* **Exercise input**:
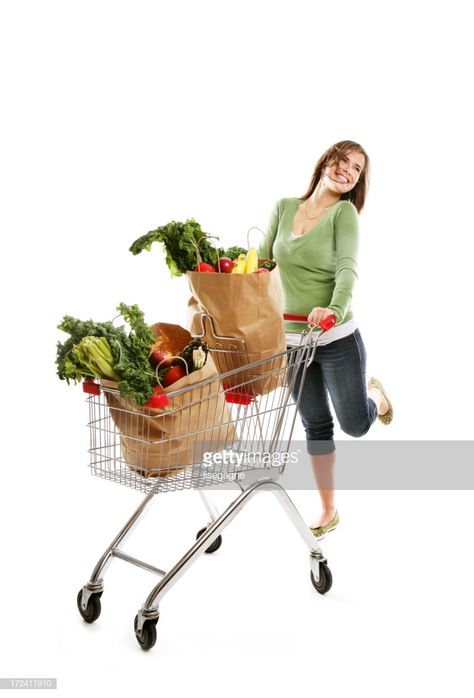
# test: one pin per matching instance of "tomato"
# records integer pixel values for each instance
(225, 265)
(173, 374)
(204, 266)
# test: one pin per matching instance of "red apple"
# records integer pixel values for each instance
(204, 266)
(174, 374)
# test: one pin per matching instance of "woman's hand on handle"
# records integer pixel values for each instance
(317, 315)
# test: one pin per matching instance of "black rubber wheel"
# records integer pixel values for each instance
(93, 608)
(325, 579)
(214, 546)
(147, 638)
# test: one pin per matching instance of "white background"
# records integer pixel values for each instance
(118, 117)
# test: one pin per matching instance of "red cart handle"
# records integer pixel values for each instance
(325, 324)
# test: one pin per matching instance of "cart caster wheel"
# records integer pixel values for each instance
(325, 579)
(214, 546)
(93, 608)
(147, 638)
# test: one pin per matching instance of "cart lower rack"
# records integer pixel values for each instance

* **Problem to work on**: Reproduce all of the data exactly; the pictures do not belong in the copy.

* **Reply to the exercise**:
# test: one pin per matching instance of "tomato"
# records integer pixel values for each instance
(225, 265)
(173, 374)
(204, 266)
# test: one pin per matching instance of "red apple"
# records integer pixel values for each instance
(204, 266)
(174, 374)
# test: one pin per matching instance of "woman's hand on handle"
# records integer pixel values for each instance
(317, 315)
# test: one pin per matching instance of "black rubber wheel"
# records integer pixel values for each instance
(93, 608)
(325, 579)
(214, 546)
(147, 638)
# test: one pin per matching instance of "white background"
# records integer pixel values for each instance
(118, 117)
# test: one pin per matching instance of "red cart handle"
# records integer pixel values for each instance
(325, 324)
# test: one pin per matching instance of "cart caster wheel"
# records integer pixel values for each instance
(325, 579)
(214, 546)
(93, 608)
(147, 638)
# test: one pin per matching instance of "cart lower rack"
# records integer pixel values for each instance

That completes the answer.